● **EXERCISE BRIEF**: Write out the records below again, substituting "nonzero winding rule" for each occurrence of "even-odd rule" and changing nothing else.

● **SOURCE MATERIAL**:
○ ○ ○
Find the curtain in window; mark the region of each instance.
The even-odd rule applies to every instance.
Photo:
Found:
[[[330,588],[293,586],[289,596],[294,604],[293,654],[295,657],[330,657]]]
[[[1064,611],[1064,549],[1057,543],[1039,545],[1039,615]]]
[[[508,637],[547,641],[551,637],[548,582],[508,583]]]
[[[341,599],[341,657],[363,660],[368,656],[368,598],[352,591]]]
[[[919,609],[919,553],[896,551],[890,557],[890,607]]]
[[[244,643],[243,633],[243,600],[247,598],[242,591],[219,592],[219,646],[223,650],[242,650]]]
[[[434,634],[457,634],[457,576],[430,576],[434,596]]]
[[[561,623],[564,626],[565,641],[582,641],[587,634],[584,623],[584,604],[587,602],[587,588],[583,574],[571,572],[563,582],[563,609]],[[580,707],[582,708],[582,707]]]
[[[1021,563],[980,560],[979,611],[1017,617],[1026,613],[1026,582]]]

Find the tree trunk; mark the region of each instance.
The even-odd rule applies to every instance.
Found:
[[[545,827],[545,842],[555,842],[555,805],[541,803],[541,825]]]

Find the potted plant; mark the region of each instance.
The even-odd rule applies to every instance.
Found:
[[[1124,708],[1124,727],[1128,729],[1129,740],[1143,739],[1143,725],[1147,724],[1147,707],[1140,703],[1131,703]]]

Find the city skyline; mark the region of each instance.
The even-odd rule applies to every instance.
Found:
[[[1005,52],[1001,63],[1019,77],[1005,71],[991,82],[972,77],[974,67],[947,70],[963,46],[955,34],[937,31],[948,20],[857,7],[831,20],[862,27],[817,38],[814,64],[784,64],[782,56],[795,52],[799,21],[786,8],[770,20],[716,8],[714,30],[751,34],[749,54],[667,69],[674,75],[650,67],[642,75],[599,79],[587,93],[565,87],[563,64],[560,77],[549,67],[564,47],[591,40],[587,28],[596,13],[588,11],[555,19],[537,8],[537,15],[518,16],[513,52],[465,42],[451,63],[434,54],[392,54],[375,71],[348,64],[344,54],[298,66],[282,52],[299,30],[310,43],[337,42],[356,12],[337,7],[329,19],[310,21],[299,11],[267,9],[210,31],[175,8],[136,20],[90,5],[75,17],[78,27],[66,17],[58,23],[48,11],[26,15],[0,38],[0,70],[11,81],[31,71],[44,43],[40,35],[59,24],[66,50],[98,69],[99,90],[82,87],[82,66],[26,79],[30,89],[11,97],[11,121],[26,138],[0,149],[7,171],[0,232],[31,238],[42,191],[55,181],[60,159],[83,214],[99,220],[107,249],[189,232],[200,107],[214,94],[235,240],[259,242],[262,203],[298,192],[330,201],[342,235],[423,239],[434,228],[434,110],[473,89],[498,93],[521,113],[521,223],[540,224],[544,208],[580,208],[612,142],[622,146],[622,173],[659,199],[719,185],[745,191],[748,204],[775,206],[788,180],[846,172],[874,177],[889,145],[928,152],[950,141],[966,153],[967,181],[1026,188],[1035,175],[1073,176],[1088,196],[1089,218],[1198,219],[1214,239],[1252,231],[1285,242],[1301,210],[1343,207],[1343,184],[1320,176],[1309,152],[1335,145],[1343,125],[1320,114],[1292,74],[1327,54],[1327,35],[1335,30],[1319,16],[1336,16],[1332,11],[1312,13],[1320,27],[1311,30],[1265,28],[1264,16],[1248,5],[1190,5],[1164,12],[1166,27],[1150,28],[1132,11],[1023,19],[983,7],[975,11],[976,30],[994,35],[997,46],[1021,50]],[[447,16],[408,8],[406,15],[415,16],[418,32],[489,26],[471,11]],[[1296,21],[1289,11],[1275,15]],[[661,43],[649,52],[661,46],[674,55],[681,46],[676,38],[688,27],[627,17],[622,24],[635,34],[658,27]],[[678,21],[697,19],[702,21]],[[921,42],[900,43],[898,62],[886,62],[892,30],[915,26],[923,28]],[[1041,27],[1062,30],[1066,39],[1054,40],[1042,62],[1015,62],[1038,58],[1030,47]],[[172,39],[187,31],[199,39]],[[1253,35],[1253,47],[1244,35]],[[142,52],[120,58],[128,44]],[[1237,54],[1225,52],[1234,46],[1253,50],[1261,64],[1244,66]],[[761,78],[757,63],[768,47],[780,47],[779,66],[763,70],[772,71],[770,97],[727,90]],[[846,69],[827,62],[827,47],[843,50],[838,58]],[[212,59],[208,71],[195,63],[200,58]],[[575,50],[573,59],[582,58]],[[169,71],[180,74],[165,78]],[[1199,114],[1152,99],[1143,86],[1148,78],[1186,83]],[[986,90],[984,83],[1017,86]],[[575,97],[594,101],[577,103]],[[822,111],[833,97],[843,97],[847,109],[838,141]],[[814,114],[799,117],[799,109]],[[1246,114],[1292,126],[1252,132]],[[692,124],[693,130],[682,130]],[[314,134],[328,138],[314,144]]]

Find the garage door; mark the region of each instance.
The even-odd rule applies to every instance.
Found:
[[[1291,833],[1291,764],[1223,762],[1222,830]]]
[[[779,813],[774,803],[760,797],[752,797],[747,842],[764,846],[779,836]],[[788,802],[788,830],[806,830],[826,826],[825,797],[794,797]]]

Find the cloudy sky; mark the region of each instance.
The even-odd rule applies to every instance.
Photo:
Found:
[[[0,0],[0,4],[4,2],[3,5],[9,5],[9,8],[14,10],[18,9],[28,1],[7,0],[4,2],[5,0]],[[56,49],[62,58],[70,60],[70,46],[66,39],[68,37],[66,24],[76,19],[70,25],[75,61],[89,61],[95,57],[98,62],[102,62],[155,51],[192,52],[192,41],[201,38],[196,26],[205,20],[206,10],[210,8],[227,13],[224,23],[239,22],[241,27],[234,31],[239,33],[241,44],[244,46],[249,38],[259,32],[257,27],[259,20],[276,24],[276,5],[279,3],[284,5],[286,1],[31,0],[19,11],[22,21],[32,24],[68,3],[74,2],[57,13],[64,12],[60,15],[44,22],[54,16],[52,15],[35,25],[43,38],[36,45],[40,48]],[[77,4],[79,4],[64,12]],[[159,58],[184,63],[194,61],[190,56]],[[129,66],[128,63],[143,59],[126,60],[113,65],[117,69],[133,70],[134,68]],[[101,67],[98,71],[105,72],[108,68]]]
○ ○ ○
● **RESULT OF THIS EXERCISE**:
Find the curtain in window; mark the region of each instance.
The nonzero winding rule applies to every instance.
Photo:
Found:
[[[330,588],[293,586],[289,596],[294,604],[293,654],[295,657],[330,657]]]
[[[1064,611],[1064,549],[1057,543],[1039,545],[1039,615]]]
[[[508,637],[547,641],[551,637],[548,582],[508,583]]]
[[[341,599],[341,657],[363,660],[368,656],[368,598],[352,591]]]
[[[919,609],[919,553],[896,551],[890,557],[890,607]]]
[[[244,643],[243,633],[243,600],[247,598],[242,591],[219,592],[219,646],[223,650],[242,650]]]
[[[434,634],[457,634],[457,576],[430,576],[434,596]]]
[[[561,623],[564,626],[565,641],[582,641],[587,634],[584,623],[584,604],[587,602],[587,588],[583,574],[571,572],[563,582],[563,609]],[[580,707],[582,708],[582,707]]]
[[[1021,563],[980,560],[979,611],[1017,617],[1026,613],[1026,582]]]

Find the tree trunk; mark the region of each instance.
The nonzero winding rule applies to every instance.
Found:
[[[545,827],[545,842],[555,842],[555,805],[541,803],[541,825]]]

Find the potted plant; mark the region of each instance.
The nonzero winding rule applies to every instance.
Found:
[[[1124,708],[1124,727],[1128,729],[1129,740],[1143,739],[1143,725],[1147,724],[1147,707],[1140,703],[1131,703]]]

Find the city skyline; mark the region of each instance.
The nonzero winding rule applies to every instance.
Found:
[[[1005,52],[1001,63],[1019,77],[1005,71],[991,82],[972,77],[974,67],[947,70],[963,46],[955,34],[937,31],[948,20],[857,7],[831,20],[862,27],[817,38],[814,64],[784,64],[782,56],[795,52],[799,21],[786,8],[770,20],[716,8],[714,30],[751,34],[749,54],[667,69],[674,75],[650,67],[642,75],[599,79],[587,93],[565,87],[563,64],[560,77],[549,67],[564,47],[591,40],[587,28],[596,13],[588,11],[555,19],[537,8],[537,15],[518,16],[513,52],[465,42],[451,63],[434,54],[392,54],[375,71],[348,64],[344,54],[298,66],[282,52],[299,30],[310,43],[337,42],[356,12],[337,7],[329,19],[310,21],[299,11],[267,9],[210,31],[175,8],[136,20],[90,5],[75,17],[78,27],[66,17],[58,23],[48,11],[26,15],[0,38],[0,70],[11,81],[31,71],[44,43],[40,35],[59,24],[66,50],[98,69],[99,90],[82,87],[82,66],[26,79],[30,89],[11,97],[11,121],[26,138],[0,149],[7,171],[0,232],[31,238],[42,191],[55,181],[60,159],[83,214],[99,220],[107,249],[189,232],[200,107],[214,94],[235,240],[259,242],[262,203],[298,192],[330,201],[342,235],[423,239],[434,228],[434,110],[473,89],[498,93],[521,113],[521,223],[540,224],[544,208],[580,208],[612,142],[622,146],[622,173],[659,199],[719,185],[745,191],[748,204],[775,206],[788,180],[846,172],[874,177],[889,145],[928,152],[950,141],[966,153],[967,181],[1026,188],[1035,175],[1073,176],[1088,196],[1089,218],[1198,219],[1214,239],[1252,231],[1285,242],[1301,210],[1343,207],[1343,184],[1320,176],[1309,152],[1335,145],[1343,125],[1320,114],[1292,74],[1327,54],[1327,35],[1335,30],[1319,16],[1336,16],[1332,11],[1312,13],[1320,27],[1311,30],[1265,28],[1264,16],[1248,5],[1190,5],[1164,12],[1166,27],[1150,28],[1132,11],[1023,19],[983,7],[975,11],[976,30],[994,35],[997,46],[1021,50]],[[447,16],[408,8],[406,15],[415,16],[418,32],[489,26],[471,11]],[[1296,21],[1289,11],[1275,15]],[[661,43],[649,52],[661,46],[674,55],[681,46],[676,38],[688,27],[627,17],[622,24],[635,34],[658,27]],[[678,21],[697,19],[702,21]],[[921,42],[900,43],[898,62],[886,62],[892,30],[915,26],[923,28]],[[1041,27],[1062,30],[1066,39],[1054,40],[1042,62],[1015,62],[1038,58],[1030,47]],[[172,39],[187,31],[199,39]],[[1253,35],[1253,47],[1244,35]],[[142,52],[120,58],[128,44]],[[1237,54],[1225,52],[1234,46],[1253,50],[1261,64],[1244,66]],[[761,78],[757,63],[768,47],[780,47],[779,66],[763,70],[772,71],[770,97],[727,90]],[[846,69],[827,62],[827,47],[843,50],[838,58]],[[212,59],[208,71],[195,63],[200,58]],[[575,50],[573,59],[582,58]],[[169,71],[180,74],[165,78]],[[1199,114],[1152,99],[1143,86],[1148,78],[1186,83]],[[986,90],[984,83],[1017,86]],[[575,97],[594,101],[577,103]],[[822,111],[833,97],[843,97],[847,109],[838,141]],[[814,114],[799,117],[799,109]],[[1246,114],[1292,126],[1252,132]],[[692,124],[693,130],[682,130]],[[314,134],[328,138],[314,144]]]

Find the garage door; mark the region of each instance.
The nonzero winding rule applies to every instance.
Found:
[[[1291,833],[1291,764],[1223,762],[1222,830]]]
[[[779,813],[774,803],[760,797],[752,797],[747,842],[764,846],[779,836]],[[788,802],[788,830],[806,830],[826,826],[825,797],[794,797]]]

Find the cloudy sky; mark the region of each instance.
The nonzero winding rule applies to every instance.
Photo:
Found:
[[[0,0],[0,4],[4,2],[3,5],[9,5],[9,8],[14,10],[18,9],[28,1],[7,0],[4,2],[5,0]],[[56,49],[62,58],[70,60],[70,46],[66,39],[68,37],[66,24],[76,19],[70,25],[75,61],[89,61],[95,57],[98,62],[102,62],[155,51],[192,52],[192,41],[201,38],[196,26],[205,20],[206,10],[210,8],[227,13],[224,23],[239,22],[241,27],[234,31],[239,33],[241,44],[244,46],[249,38],[259,32],[257,27],[259,20],[276,24],[276,5],[279,3],[284,5],[286,1],[31,0],[19,11],[22,21],[32,24],[68,3],[74,2],[57,13],[64,12],[60,15],[44,22],[54,16],[52,15],[35,25],[43,38],[36,45],[40,48]],[[77,4],[79,4],[64,12]],[[159,58],[184,63],[194,61],[190,56]],[[129,66],[128,63],[143,59],[126,60],[113,65],[117,69],[133,70],[134,68]],[[101,67],[98,71],[105,72],[108,68]]]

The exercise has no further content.